• Your instructions: Rewrite the records starting at the first line and ending at the line that contains "point(16, 12)", changing "pale mushroom cap" to "light mushroom cap" and leaving everything else the same.

Data listing:
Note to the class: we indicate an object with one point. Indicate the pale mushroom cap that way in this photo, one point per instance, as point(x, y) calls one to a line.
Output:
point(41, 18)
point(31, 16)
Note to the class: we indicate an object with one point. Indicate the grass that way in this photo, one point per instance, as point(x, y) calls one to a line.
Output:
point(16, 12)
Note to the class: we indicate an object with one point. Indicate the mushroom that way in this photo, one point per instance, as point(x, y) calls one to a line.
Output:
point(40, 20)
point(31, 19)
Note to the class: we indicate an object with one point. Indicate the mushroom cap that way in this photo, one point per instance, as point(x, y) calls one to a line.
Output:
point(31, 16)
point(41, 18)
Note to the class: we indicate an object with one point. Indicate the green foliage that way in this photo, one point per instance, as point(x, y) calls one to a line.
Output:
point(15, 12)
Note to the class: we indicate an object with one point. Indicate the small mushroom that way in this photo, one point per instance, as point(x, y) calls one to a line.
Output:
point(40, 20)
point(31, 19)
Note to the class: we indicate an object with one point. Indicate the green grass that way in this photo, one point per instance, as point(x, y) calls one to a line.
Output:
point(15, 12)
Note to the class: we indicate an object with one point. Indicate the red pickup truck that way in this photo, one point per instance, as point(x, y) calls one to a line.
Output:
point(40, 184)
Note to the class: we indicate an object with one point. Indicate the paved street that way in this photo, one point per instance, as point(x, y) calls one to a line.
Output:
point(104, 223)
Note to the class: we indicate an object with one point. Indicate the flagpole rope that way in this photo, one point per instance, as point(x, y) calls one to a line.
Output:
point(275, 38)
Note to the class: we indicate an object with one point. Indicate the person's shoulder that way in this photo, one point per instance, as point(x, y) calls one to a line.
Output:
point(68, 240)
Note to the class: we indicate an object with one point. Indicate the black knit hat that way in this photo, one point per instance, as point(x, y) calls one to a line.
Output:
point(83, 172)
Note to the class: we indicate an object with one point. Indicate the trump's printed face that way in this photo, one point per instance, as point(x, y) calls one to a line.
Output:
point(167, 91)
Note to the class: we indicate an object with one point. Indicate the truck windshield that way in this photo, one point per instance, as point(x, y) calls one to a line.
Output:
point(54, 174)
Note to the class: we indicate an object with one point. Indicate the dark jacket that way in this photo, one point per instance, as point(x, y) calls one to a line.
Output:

• Answer to this exercise:
Note to the class: we indicate an object with one point. Indicate the light mushroom cap that way in this photo, one point per instance, as point(x, y) calls one to a line.
Output:
point(41, 18)
point(31, 16)
Note to the class: we indicate an object with one point. Indicate the grass that way in this photo, one point per instance, as point(x, y) calls one to a line.
Output:
point(16, 12)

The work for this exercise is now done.